Recorded information:
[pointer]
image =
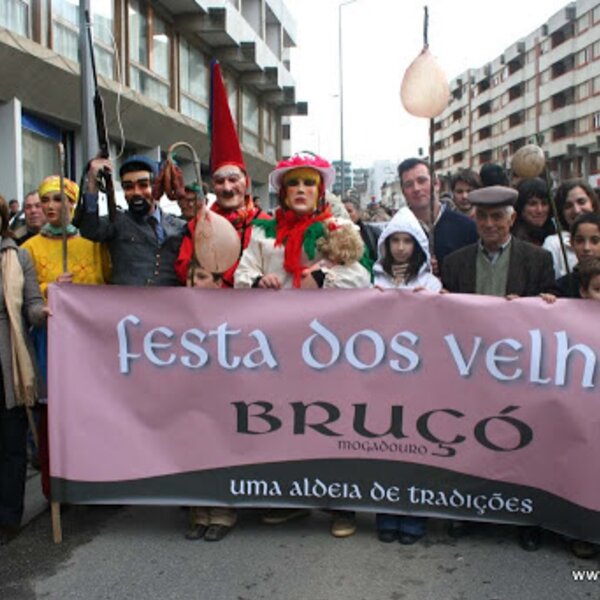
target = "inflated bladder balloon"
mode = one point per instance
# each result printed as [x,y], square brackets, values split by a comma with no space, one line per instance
[424,91]
[528,161]
[216,243]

Work task: In transcribing the lines above, omit the images and keep all else exact.

Exercise response:
[pointer]
image =
target = "inflated bladder balloon"
mode = one point per instance
# each result printed as [x,y], square brackets, values split by a comma with no space, one line per instance
[424,91]
[528,161]
[216,243]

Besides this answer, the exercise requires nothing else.